### EXERCISE
Give back the entries verbatim.

*** RECORDS SHOWN ***

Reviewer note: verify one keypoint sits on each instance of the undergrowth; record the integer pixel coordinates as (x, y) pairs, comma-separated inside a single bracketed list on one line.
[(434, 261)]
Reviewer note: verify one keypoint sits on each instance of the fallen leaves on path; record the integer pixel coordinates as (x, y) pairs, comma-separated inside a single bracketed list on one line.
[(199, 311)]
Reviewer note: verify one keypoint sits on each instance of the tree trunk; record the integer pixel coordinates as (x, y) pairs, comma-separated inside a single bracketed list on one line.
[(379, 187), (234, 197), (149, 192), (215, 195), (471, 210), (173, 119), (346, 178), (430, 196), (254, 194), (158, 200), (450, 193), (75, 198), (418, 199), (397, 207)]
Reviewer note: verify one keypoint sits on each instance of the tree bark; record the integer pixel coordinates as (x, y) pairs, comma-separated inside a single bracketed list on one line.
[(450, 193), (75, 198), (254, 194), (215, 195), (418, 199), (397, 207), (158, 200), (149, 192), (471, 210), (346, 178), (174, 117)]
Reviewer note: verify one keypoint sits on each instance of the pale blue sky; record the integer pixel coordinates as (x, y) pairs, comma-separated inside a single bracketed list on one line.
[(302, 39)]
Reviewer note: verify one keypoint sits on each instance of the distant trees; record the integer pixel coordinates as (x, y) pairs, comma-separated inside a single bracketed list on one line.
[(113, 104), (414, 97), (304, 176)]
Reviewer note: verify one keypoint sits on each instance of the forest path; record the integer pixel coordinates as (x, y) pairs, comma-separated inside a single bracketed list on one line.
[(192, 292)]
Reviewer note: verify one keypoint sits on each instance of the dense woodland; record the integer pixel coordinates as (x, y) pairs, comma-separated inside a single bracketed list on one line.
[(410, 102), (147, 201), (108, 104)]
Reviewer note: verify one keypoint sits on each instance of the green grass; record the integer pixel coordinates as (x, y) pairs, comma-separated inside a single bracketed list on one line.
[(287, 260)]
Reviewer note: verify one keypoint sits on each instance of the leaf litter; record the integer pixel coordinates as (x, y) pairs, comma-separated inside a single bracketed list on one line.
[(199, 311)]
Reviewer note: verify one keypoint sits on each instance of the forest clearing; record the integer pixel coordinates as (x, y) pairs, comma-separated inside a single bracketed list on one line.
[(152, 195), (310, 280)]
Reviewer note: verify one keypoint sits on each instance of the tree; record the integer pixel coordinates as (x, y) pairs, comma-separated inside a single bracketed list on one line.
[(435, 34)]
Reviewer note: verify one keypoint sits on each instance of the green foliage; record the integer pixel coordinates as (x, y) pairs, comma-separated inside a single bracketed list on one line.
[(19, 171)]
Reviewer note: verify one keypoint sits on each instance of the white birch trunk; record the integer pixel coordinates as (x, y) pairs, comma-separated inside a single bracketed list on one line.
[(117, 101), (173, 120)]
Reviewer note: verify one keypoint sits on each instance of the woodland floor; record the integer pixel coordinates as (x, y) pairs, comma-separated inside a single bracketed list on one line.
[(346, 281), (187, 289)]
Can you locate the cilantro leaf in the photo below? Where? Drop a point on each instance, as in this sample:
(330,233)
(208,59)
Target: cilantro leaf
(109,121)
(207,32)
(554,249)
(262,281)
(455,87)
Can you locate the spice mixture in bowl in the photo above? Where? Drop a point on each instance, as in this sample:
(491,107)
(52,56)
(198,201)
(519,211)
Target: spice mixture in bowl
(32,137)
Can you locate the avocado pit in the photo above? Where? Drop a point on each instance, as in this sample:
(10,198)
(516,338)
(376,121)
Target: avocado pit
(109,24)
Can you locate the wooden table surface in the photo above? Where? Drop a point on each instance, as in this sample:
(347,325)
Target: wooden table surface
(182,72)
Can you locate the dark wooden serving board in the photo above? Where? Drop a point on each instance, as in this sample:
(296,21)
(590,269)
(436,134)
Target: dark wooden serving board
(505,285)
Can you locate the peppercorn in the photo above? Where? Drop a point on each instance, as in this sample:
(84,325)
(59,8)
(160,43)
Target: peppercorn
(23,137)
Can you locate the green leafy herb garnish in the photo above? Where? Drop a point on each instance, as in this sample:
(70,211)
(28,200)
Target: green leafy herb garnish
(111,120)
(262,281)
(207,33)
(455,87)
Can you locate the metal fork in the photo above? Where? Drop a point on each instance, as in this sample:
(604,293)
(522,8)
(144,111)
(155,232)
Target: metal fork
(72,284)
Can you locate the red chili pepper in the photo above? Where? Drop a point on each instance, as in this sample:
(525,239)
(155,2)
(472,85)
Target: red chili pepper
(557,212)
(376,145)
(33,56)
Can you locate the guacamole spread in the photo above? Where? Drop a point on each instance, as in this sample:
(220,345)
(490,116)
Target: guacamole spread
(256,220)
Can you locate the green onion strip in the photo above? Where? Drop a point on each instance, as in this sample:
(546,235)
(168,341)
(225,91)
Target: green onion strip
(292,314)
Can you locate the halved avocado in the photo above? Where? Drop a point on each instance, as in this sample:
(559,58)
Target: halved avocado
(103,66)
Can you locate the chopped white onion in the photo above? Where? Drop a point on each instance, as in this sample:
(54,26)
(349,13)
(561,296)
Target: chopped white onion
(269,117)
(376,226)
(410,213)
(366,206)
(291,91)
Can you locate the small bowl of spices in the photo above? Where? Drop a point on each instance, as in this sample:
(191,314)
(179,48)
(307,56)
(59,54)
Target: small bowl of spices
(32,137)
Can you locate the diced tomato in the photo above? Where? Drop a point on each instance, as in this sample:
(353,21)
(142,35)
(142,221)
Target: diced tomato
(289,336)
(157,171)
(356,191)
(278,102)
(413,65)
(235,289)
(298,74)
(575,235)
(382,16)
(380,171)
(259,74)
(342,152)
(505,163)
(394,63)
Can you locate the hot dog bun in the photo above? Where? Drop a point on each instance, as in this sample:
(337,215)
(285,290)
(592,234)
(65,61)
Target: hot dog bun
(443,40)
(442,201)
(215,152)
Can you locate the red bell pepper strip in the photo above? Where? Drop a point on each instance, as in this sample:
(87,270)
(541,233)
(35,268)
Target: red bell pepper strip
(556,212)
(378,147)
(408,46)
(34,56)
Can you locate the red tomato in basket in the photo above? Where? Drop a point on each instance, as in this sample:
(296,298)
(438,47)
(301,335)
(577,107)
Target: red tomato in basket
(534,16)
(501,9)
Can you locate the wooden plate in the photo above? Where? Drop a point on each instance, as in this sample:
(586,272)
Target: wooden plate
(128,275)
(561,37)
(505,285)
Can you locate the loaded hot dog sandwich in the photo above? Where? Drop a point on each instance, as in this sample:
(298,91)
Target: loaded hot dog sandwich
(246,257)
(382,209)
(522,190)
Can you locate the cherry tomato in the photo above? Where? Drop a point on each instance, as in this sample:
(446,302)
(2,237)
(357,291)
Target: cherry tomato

*** End of RECORDS SHOWN ***

### EXPECTED ANSWER
Reviewer note: verify one keypoint sits on each instance of the undergrowth; record the integer pixel coordinates as (x, y) pairs, comma-separated inside a single bracketed list on one line.
[(434, 261)]
Reviewer note: verify one keypoint sits on each instance of the fallen leaves on path; record the integer pixel coordinates as (x, y) pairs, comma-separated inside a single bracketed list on one line.
[(199, 311)]
Reviewer note: verify one keypoint sits on each instance of the tree trunk; record the integer pixel coordinates as (x, y) pairs, comma-separated inside a single bracketed list on one line.
[(379, 187), (234, 197), (149, 192), (215, 195), (471, 210), (173, 119), (346, 178), (430, 196), (254, 194), (158, 200), (450, 193), (75, 198), (418, 199), (397, 207)]
Reviewer note: verify one keypoint sits on each instance of the tree bark; record the integer pixel coordinates as (x, y) pairs, comma-separated inside a single bracketed list on one line.
[(450, 193), (75, 198), (254, 194), (215, 195), (418, 199), (397, 207), (158, 200), (149, 192), (471, 210), (346, 178), (174, 117)]
Reviewer note: verify one keypoint sits on each instance of the pale blue sky; record the integer pixel coordinates as (x, y) pairs, comma-separated inside a single bracketed list on one line.
[(302, 39)]
Reviewer note: verify one keypoint sits on each instance of the distant trees; record the integer pixel coordinates as (x, y) pairs, comma-separated inside a single bracketed list on one line.
[(113, 104), (414, 97), (304, 176)]
Reviewer note: verify one keypoint sits on each instance of the forest path; record the integer pixel coordinates as (x, y) pairs, comma-separated inside a single bracketed list on one line.
[(192, 292)]
Reviewer note: verify one keypoint sits on each instance of the dense woodland; record the integer pixel coordinates as (x, y) pairs, comma-separated inside a single bracketed list on one line.
[(410, 102), (147, 201), (108, 104)]
Reviewer note: verify one keypoint sits on each instance of the green grass; record the integer pixel coordinates as (x, y) pairs, comma-separated inside a single bracketed list on one line.
[(287, 260)]
Reviewer note: verify one keypoint sits on each instance of the leaf litter; record the integer pixel coordinates as (x, y) pairs, comma-separated inside a single bracketed list on one line.
[(199, 311)]
Reviewer note: verify one keypoint sits on each instance of the forest clearing; record the integer pixel coordinates as (x, y) pairs, comma-separated inside a single bracketed list on one line.
[(152, 195), (310, 280)]
Reviewer note: verify one keypoint sits on each instance of the tree; record the integer pixel coordinates as (x, y) pairs, comma-separated inside a single bracketed list on one line.
[(435, 34)]
Reviewer note: verify one keypoint sits on each instance of the green foliage; record the integer pixel coordinates as (x, y) pairs, comma-separated inside a single bracketed list on one line.
[(19, 171)]
Reviewer note: verify one keypoint sits on each instance of the white birch trunk; record the integer pixel coordinates as (x, y) pairs, comma-separated inside a single bracketed list on one line.
[(117, 101), (173, 120)]
Reviewer note: verify one keypoint sits on each instance of the woodland floor; record the integer pixel coordinates as (x, y) pairs, comma-separated inside a single bracketed list on one line.
[(346, 281), (187, 289)]
Can you locate the cilantro leaf in the photo below? Where? Drop a point on each instance, as in this sample:
(330,233)
(208,59)
Target: cilantro leaf
(109,121)
(207,32)
(554,249)
(262,281)
(455,87)
Can you locate the spice mixture in bowl in the photo above? Where? Drop a point on each instance, as in this sample:
(491,107)
(52,56)
(198,201)
(519,211)
Target: spice mixture in bowl
(32,137)
Can you locate the avocado pit in the photo above? Where? Drop a point on each instance, as in this sample:
(10,198)
(516,338)
(376,121)
Target: avocado pit
(109,24)
Can you locate the wooden table surface in the photo above? Where? Drop a point on each instance, as in this sample:
(347,325)
Target: wooden table surface
(182,72)
Can you locate the dark wooden serving board in the photo above? Where? Drop a point on each instance, as in this sample:
(296,21)
(590,269)
(436,134)
Target: dark wooden serving board
(505,285)
Can you locate the peppercorn in the photo above? Where? Drop a point on each instance, as in this sample:
(84,325)
(59,8)
(160,43)
Target: peppercorn
(23,137)
Can you locate the green leafy herb garnish in the photo above? Where? Drop a point on each instance, as in this sample:
(70,211)
(28,200)
Target: green leafy herb garnish
(111,120)
(262,281)
(207,33)
(455,87)
Can you locate the metal fork in the photo above? Where? Drop a point on each instance, as in this sample:
(604,293)
(522,8)
(144,111)
(155,232)
Target: metal fork
(72,284)
Can you locate the red chili pepper in the photo above? Where? Drop a point on each instance, as in this sample:
(525,239)
(155,2)
(472,85)
Target: red chili pepper
(557,212)
(376,145)
(33,56)
Can you locate the guacamole spread in the photo above? Where? Drop a point on each instance, as in this sample:
(220,345)
(490,116)
Target: guacamole spread
(256,220)
Can you locate the green onion strip in the photo above? Where? Drop a point on each instance, as in this sample:
(546,235)
(168,341)
(225,91)
Target: green onion strip
(292,314)
Can you locate the halved avocado in the photo above? Where? Drop a point on each instance, as in this sample:
(559,58)
Target: halved avocado
(103,66)
Can you locate the chopped white onion in the photo above? Where? Drop a point on each instance, as in this sample:
(54,26)
(349,13)
(561,296)
Target: chopped white onion
(269,117)
(376,226)
(410,213)
(366,206)
(291,91)
Can you locate the small bowl of spices in the photo above? Where? Drop a point on each instance, as in this sample:
(191,314)
(179,48)
(307,56)
(59,54)
Target: small bowl of spices
(32,137)
Can you locate the diced tomato in the photo above? Where? Drop a point on each instance, as in this sample:
(353,21)
(142,35)
(142,221)
Target: diced tomato
(289,336)
(157,171)
(356,191)
(278,102)
(413,65)
(235,289)
(298,74)
(575,235)
(382,16)
(380,171)
(259,74)
(342,152)
(505,163)
(394,63)
Can you locate the hot dog bun in the photo above? Where? Drop a point on each instance, as in this sample:
(337,215)
(285,290)
(592,234)
(65,61)
Target: hot dog bun
(443,40)
(442,201)
(215,152)
Can you locate the red bell pepper strip in the photo above? Where? Drop a point on each instance, as in this sample:
(87,270)
(541,233)
(35,268)
Target: red bell pepper strip
(556,212)
(378,147)
(408,46)
(34,56)
Can you locate the red tomato in basket in the photo above? Where? Drop a point on each instance, as in this sample:
(296,298)
(438,47)
(301,335)
(577,107)
Target: red tomato in basket
(534,16)
(501,9)
Can you locate the wooden plate in the photo above? Where? Drop a point on each instance, as in this sample:
(586,272)
Target: wooden plate
(128,275)
(561,37)
(505,285)
Can you locate the loaded hot dog sandwich in the photo above? Where? Drop a point on each instance, as in this sample:
(298,91)
Target: loaded hot dog sandwich
(246,257)
(382,209)
(522,190)
Can you locate the cherry tomato in the photo above? Where? Drop a point on each instance, as in this sample:
(446,302)
(2,237)
(357,291)
Target: cherry tomato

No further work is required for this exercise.